Work to complete:
Tally the lines in the listing below that contain the word "black", and reply with that count alone.

[Collected data entries]
>>>>

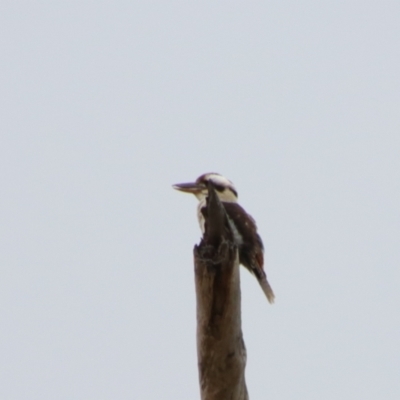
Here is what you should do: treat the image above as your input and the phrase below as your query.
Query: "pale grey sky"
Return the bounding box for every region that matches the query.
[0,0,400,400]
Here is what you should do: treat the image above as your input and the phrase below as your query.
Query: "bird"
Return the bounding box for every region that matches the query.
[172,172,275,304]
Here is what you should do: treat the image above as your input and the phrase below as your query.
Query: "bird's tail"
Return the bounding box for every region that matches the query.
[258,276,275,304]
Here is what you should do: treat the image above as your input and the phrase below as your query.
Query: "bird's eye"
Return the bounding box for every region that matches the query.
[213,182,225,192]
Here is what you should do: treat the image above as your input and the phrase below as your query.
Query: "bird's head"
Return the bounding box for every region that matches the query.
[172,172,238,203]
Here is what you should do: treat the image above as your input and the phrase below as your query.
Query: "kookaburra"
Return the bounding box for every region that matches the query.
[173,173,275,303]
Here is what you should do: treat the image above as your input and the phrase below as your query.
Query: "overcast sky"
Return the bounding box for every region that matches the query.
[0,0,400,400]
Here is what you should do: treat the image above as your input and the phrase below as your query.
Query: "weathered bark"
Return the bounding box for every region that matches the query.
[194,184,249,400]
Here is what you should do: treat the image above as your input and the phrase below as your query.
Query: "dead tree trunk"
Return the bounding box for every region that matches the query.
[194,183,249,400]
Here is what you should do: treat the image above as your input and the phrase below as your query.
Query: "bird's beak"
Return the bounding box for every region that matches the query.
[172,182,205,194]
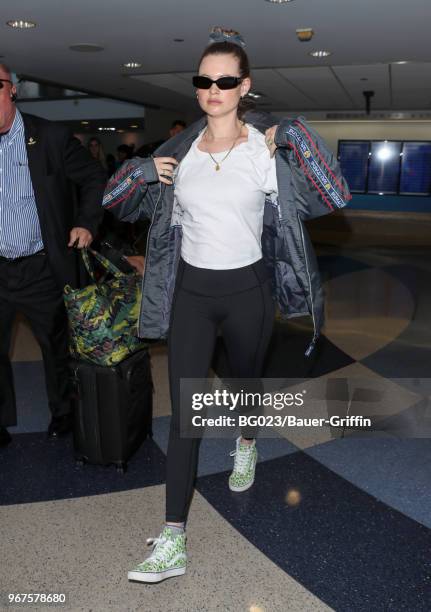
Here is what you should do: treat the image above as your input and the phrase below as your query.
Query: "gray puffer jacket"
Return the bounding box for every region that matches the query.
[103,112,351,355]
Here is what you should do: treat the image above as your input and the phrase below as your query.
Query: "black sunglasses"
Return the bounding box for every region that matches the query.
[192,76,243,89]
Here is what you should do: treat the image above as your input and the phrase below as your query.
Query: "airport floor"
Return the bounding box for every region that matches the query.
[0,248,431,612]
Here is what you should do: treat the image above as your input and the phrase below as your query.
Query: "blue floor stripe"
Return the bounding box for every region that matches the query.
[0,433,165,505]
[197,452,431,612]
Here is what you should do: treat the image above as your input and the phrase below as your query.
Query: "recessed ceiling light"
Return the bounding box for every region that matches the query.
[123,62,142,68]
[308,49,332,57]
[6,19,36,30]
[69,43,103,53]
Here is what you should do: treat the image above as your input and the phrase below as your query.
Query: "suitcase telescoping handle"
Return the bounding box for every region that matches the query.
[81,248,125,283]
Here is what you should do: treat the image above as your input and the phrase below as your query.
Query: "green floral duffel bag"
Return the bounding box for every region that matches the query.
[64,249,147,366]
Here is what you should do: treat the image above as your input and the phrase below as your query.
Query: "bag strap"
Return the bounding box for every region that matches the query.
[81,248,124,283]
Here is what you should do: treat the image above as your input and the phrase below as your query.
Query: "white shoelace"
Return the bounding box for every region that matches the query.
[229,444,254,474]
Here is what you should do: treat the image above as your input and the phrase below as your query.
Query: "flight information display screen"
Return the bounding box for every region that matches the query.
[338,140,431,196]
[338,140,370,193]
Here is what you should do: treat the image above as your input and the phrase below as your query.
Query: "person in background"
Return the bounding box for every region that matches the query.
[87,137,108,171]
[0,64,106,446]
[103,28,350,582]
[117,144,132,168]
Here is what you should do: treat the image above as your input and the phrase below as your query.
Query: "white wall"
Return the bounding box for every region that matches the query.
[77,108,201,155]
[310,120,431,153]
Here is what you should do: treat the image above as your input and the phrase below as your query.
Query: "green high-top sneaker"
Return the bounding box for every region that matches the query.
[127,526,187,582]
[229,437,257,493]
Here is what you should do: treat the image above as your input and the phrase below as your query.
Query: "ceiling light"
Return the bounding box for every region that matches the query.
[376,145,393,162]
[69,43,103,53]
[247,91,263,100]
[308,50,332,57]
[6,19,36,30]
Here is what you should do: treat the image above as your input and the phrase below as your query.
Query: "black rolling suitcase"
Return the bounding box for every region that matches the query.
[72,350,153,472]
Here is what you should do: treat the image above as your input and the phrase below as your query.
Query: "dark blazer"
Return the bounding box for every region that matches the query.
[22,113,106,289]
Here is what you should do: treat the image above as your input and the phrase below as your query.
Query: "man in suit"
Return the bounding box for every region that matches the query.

<<<<
>>>>

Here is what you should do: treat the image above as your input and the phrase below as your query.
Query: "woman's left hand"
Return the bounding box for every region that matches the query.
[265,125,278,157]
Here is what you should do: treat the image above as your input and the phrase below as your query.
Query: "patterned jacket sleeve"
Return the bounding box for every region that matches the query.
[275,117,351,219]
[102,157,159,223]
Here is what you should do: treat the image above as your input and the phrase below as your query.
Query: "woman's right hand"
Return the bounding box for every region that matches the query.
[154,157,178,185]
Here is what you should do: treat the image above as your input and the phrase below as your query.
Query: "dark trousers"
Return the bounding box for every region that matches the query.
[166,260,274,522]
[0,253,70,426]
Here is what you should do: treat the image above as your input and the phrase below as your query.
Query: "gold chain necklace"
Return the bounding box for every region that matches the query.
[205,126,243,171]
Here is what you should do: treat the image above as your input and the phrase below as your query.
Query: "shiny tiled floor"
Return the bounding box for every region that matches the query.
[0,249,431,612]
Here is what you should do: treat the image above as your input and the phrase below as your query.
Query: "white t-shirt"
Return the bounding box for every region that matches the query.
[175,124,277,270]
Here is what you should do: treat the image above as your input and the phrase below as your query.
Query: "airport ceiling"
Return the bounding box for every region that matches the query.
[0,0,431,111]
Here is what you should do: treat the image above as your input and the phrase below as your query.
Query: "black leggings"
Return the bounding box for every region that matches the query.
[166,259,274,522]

<<<<

Finished task:
3